TASK TO COMPLETE: Can you give back the listing below line for line, with no changes, leaving out the picture?

MATERIAL:
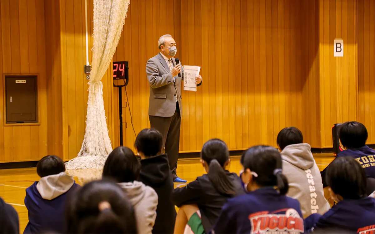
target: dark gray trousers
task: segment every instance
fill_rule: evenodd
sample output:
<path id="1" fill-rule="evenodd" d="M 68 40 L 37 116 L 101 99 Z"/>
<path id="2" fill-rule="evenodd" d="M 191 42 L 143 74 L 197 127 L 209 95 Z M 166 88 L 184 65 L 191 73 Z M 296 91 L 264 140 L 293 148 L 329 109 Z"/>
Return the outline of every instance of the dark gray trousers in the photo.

FINISHED TASK:
target: dark gray trousers
task: segment every instance
fill_rule: evenodd
sample output:
<path id="1" fill-rule="evenodd" d="M 68 40 L 37 116 L 101 99 Z"/>
<path id="2" fill-rule="evenodd" d="M 191 42 L 143 74 L 197 127 L 209 95 Z M 166 88 L 184 65 L 191 73 Z M 296 91 L 264 140 L 293 148 L 329 109 Z"/>
Return the outline of every instance of the dark gray trousers in the photo.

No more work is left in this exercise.